Task prompt » Please copy all of the material below line for line, shifting both values of every coordinate pair by -135 and changing nothing else.

--*--

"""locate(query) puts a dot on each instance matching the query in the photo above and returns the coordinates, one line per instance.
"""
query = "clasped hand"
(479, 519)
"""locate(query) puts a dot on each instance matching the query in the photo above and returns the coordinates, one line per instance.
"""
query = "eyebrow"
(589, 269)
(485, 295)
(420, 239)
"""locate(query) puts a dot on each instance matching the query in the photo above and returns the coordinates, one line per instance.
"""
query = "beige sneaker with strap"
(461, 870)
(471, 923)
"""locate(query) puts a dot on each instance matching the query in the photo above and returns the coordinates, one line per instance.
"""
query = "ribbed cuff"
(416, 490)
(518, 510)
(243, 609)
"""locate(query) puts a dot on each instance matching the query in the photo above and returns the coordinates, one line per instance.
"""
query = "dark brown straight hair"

--*--

Final answer »
"""locate(query) puts a dot on each instance matching the query in the photo above and returns the coordinates, one line per instance.
"""
query = "clasped hand"
(344, 384)
"""locate(query) puts a dot on each instance matching the query in the photo above and returns the coordinates, one line per instance.
"""
query = "eyebrow"
(454, 134)
(350, 160)
(285, 104)
"""locate(query) puts a dot on each instance matching the query in the photo above and returns the coordinates, one line per instance.
"""
query = "beige sneaker with strap"
(326, 735)
(336, 788)
"""locate(query) puts a dot on each instance matching the query in the photo above and returns the coordinates, one line per instance.
"""
query = "ribbed cuff"
(281, 355)
(383, 375)
(108, 474)
"""locate(query) puts a dot on each instance matching the query in the photo above and returns the coordinates, one line per instance.
"""
query = "dark brown straight hair"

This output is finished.